== Dataset rows

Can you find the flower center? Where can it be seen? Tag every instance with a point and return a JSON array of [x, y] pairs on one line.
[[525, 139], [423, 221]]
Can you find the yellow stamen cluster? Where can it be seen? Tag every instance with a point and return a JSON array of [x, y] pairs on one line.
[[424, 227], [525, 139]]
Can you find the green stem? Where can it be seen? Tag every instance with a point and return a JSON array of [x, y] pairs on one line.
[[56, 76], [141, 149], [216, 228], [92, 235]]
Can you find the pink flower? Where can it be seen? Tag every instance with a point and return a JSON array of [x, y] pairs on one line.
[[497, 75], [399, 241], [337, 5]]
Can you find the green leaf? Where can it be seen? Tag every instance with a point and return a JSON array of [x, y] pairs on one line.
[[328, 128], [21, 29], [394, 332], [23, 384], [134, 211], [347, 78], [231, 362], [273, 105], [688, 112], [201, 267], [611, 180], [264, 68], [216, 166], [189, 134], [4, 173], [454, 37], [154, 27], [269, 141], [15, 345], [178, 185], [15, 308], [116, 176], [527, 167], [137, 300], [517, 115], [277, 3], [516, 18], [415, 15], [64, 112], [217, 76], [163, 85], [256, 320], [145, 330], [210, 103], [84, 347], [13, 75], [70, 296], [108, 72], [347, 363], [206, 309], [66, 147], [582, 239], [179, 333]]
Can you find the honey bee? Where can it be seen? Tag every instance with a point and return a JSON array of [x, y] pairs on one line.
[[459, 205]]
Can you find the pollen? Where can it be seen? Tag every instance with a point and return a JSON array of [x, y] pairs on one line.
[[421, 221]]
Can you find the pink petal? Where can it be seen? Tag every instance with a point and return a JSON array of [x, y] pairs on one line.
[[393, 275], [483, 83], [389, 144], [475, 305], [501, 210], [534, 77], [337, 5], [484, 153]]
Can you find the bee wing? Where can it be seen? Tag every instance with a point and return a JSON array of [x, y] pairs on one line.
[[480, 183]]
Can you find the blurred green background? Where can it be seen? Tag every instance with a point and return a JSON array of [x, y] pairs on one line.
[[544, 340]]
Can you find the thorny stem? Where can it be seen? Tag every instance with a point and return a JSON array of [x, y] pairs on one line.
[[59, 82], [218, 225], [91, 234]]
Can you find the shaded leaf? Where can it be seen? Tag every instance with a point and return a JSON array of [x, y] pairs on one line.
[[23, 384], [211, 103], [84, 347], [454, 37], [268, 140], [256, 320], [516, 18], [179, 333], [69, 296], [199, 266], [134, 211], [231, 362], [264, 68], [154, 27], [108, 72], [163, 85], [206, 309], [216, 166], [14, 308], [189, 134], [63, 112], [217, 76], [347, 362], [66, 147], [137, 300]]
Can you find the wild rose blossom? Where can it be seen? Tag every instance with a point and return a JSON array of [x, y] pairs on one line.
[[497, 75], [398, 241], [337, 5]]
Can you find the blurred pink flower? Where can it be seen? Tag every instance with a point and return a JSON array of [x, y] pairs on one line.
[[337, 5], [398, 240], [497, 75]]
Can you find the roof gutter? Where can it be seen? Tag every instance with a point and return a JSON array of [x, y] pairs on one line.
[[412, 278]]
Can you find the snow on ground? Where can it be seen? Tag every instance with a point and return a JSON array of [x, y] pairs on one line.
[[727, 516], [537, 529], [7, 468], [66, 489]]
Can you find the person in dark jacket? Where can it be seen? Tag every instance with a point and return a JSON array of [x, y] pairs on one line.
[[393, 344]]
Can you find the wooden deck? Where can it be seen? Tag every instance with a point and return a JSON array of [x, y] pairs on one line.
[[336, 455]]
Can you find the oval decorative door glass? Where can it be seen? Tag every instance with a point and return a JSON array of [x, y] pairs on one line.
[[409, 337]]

====

Task description → Please copy the lines above verbatim, starting with the line that contains "Can you find the pollen?" and going on through the line that contains "[[480, 183]]".

Completed task →
Can you find the pollen? Where can it be seen? Tag every instance with a point and return a JSON array of [x, y] pairs on one line.
[[421, 221]]
Can you find the pink petal? Where can it be seen? Tag every instance with a point and return a JSON array of [x, y] pairs on one line.
[[393, 275], [483, 83], [389, 144], [475, 305], [501, 210], [534, 77], [337, 5], [484, 153]]
Can you find the bee wing? Where can it be seen? Tag every instance with a point and return a JSON array of [x, y] pairs on one line.
[[480, 183]]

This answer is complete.